Quote the whole listing word for word, please.

DATA TO PROCESS
BEGIN

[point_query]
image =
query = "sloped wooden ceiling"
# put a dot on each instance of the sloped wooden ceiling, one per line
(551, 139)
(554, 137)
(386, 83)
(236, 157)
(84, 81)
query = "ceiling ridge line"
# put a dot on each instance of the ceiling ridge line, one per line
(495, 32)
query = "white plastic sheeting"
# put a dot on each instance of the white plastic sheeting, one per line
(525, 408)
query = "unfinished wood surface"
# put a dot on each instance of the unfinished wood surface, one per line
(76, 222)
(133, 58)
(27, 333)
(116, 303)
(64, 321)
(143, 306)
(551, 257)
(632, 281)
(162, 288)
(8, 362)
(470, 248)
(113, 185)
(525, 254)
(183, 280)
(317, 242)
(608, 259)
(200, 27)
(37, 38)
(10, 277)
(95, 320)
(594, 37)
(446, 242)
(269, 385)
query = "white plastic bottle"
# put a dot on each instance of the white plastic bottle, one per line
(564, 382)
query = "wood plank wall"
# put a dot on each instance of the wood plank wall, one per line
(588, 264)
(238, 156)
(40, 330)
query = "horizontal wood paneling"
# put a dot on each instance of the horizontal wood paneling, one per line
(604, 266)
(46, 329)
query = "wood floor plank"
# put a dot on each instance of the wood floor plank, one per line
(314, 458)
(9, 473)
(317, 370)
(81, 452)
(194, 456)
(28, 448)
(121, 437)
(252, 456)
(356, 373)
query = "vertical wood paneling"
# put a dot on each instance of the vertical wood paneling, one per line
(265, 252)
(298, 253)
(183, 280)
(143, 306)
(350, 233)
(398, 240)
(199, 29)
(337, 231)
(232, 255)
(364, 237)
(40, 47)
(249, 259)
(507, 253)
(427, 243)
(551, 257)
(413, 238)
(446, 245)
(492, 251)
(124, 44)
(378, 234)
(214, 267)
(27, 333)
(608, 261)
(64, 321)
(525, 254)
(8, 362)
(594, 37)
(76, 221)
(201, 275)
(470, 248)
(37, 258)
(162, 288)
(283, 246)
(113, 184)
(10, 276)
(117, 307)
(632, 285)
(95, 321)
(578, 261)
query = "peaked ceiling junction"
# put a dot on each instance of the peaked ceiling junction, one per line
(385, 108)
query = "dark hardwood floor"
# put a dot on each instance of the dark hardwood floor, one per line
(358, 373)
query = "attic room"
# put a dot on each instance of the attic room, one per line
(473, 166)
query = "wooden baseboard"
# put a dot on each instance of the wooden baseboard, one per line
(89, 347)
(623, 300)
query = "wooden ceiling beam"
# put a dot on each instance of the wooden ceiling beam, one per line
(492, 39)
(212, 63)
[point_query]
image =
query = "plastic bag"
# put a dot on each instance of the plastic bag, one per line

END

REPLY
[point_query]
image =
query = "sloped wooden ceiling"
# put a dot on each instance of the sloped wooden ceiling, one per line
(551, 139)
(554, 137)
(386, 83)
(236, 157)
(84, 81)
query = "ceiling ridge line"
# put a dot on each instance of the ceiling ridge line, one per line
(495, 32)
query = "white plastic sheeting"
# put a dot on each instance of the white plastic sheeting, one per line
(525, 408)
query = "unfinished wood surface"
# put a dot on each instance of the unfinished wood surface, one per line
(76, 222)
(133, 58)
(27, 333)
(116, 303)
(64, 321)
(143, 306)
(551, 257)
(632, 281)
(162, 288)
(8, 362)
(470, 248)
(113, 185)
(525, 254)
(183, 280)
(317, 242)
(608, 259)
(200, 27)
(37, 38)
(10, 277)
(95, 320)
(594, 37)
(446, 242)
(269, 385)
query = "white plastic bottle"
# put a dot on each instance of the white plastic bottle, one per line
(564, 382)
query = "wood plank wall"
# put a dot on each instance of the wood plank wall, one per line
(588, 264)
(238, 156)
(40, 330)
query = "horizontal wood paneling"
# put a dot on each instance of the horizontal wood paneling, one per line
(604, 266)
(46, 329)
query = "wood floor plank"
# put a dot on each instance of the wood floor plank, one per line
(314, 458)
(9, 473)
(317, 370)
(81, 452)
(194, 456)
(28, 448)
(121, 437)
(252, 456)
(356, 373)
query = "vertical wood paneling"
# put a dot on each instance of the vertical wood paneling, one per line
(265, 252)
(298, 253)
(183, 280)
(143, 306)
(350, 233)
(398, 240)
(199, 29)
(337, 231)
(232, 255)
(364, 237)
(40, 47)
(249, 259)
(507, 253)
(427, 243)
(551, 257)
(413, 238)
(446, 245)
(492, 251)
(124, 44)
(378, 234)
(214, 267)
(27, 333)
(608, 261)
(64, 321)
(525, 254)
(8, 362)
(594, 37)
(76, 221)
(201, 275)
(470, 248)
(37, 258)
(162, 288)
(283, 246)
(113, 184)
(10, 276)
(117, 307)
(632, 285)
(95, 321)
(578, 261)
query = "peaked ceiling junction"
# put a dot on each instance of the peaked ceiling junction, one per line
(385, 108)
query = "dark hardwood floor"
# put a dot on each instance of the dark hardwood floor, one per line
(358, 373)
query = "attic room"
# put a dot on each instance of the attic room, one per line
(473, 166)
query = "wooden baseboard"
# put a dot on each instance of the wooden baseboard, one per line
(89, 347)
(623, 300)
query = "wooden ceiling beam"
# put a dot on each instance of the wooden ceiling beam, one per line
(492, 39)
(212, 63)
[point_query]
image =
query = "plastic bag"
# put a dot on each instance of the plastic bag, one per line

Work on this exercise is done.